## YOUR TASK
Using the records below, quote only the span that opens with the line containing "white wall and supply box coordinates for each." and closes with the line containing "chain and supply box coordinates for each.", exactly and inclusively.
■ ■ ■ ■ ■ ■ ■
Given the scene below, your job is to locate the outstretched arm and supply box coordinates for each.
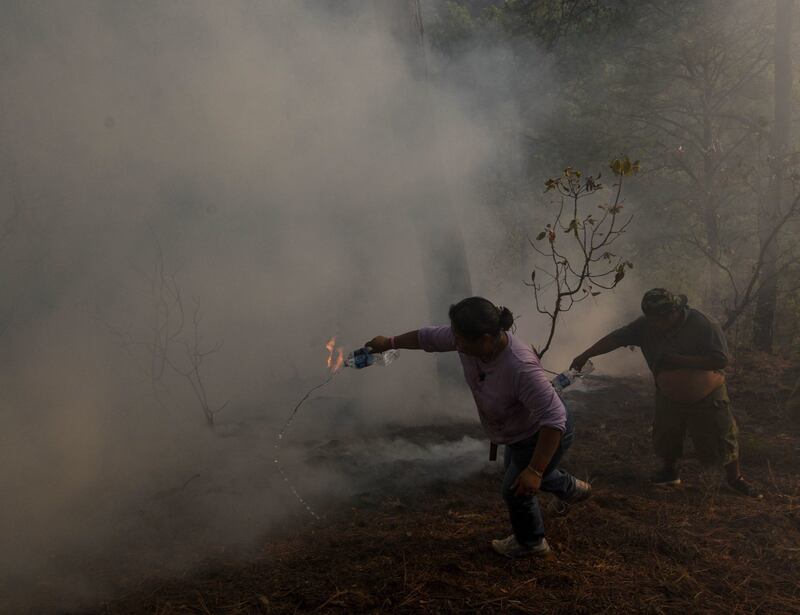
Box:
[570,333,627,370]
[365,331,421,353]
[368,325,457,354]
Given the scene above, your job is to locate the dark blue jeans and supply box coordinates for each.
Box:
[501,411,576,547]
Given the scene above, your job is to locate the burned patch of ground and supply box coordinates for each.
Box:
[90,356,800,613]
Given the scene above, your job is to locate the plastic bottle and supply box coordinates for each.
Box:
[344,347,400,369]
[551,360,594,394]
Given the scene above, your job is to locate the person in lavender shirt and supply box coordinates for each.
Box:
[366,296,591,559]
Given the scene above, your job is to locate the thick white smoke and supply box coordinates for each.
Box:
[0,1,648,611]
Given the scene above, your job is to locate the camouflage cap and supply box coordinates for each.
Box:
[641,288,688,316]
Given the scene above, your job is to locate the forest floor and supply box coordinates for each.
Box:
[89,351,800,614]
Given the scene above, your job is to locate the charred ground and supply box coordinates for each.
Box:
[91,352,800,614]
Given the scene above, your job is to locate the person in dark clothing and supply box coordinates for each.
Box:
[571,288,761,497]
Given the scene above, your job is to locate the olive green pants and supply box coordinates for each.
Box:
[653,383,739,466]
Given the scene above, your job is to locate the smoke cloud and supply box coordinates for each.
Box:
[0,1,647,611]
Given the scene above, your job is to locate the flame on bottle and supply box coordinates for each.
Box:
[325,336,345,373]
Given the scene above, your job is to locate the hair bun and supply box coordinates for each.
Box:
[448,297,514,340]
[498,306,514,331]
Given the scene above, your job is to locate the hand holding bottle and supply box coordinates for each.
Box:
[364,336,392,353]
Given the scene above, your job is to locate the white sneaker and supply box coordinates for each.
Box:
[491,534,552,559]
[562,478,592,503]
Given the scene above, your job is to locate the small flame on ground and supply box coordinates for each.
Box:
[325,336,345,373]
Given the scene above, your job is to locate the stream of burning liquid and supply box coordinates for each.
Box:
[326,336,344,373]
[273,337,344,519]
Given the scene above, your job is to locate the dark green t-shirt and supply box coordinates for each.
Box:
[610,308,730,374]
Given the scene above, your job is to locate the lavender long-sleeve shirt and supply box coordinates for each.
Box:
[418,325,566,444]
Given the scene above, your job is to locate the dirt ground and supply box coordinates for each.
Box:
[91,351,800,614]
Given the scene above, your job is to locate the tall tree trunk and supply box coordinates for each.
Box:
[371,0,473,384]
[754,0,794,352]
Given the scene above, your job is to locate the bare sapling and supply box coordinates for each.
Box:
[528,156,640,357]
[103,228,229,427]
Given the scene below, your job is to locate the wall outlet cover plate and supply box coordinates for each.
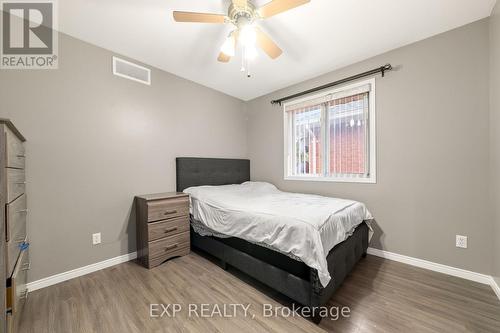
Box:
[456,235,467,249]
[92,233,101,245]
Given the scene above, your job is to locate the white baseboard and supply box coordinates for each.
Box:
[27,252,137,292]
[490,276,500,301]
[26,247,500,303]
[367,247,491,285]
[367,247,500,301]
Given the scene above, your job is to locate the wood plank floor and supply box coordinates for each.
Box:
[18,253,500,333]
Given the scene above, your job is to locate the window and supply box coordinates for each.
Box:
[284,79,376,183]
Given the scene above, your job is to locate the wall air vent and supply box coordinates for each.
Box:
[112,56,151,85]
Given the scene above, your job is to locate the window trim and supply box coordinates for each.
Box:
[283,78,377,184]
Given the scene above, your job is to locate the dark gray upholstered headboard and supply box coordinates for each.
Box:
[176,157,250,192]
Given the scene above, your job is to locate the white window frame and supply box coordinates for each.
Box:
[283,78,377,184]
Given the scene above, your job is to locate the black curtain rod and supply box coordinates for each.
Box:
[270,64,393,106]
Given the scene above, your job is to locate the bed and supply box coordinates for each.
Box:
[176,157,370,321]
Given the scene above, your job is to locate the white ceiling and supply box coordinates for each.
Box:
[59,0,496,100]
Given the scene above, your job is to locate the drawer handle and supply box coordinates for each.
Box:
[17,209,28,214]
[164,227,178,234]
[14,182,26,185]
[16,154,26,158]
[15,238,25,244]
[164,244,178,252]
[22,262,31,271]
[163,210,177,216]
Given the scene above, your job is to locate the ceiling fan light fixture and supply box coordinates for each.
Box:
[239,25,256,47]
[245,45,258,61]
[221,34,236,57]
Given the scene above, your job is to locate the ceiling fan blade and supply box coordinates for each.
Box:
[255,27,282,59]
[217,53,231,63]
[257,0,310,19]
[173,11,226,23]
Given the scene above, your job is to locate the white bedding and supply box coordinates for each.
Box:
[184,182,372,287]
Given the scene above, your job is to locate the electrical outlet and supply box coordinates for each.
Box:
[92,233,101,245]
[456,235,467,249]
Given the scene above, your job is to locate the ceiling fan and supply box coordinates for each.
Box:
[173,0,310,77]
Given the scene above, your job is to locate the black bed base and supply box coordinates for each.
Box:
[191,222,369,308]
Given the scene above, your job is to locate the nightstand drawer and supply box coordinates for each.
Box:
[148,217,189,241]
[148,246,190,268]
[147,197,189,222]
[148,231,190,259]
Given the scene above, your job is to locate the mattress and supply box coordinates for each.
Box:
[184,182,372,287]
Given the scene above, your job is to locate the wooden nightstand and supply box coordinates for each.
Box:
[135,192,190,268]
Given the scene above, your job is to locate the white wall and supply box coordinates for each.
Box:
[246,19,493,275]
[0,33,248,282]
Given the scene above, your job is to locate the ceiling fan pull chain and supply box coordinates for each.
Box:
[247,59,251,78]
[241,45,246,72]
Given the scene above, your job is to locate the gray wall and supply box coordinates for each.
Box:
[0,33,247,282]
[247,19,493,274]
[1,15,498,283]
[491,1,500,285]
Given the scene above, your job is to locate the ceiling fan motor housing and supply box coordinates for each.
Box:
■ ■ ■ ■ ■ ■ ■
## SOLUTION TO THIS EXERCISE
Given the scene above, your job is to locate the white wall and supply box coordinates for each.
Box:
[246,19,493,275]
[0,33,248,282]
Given the scene above, your job is to locate the ceiling fan pull chain and supply box coordinates for each.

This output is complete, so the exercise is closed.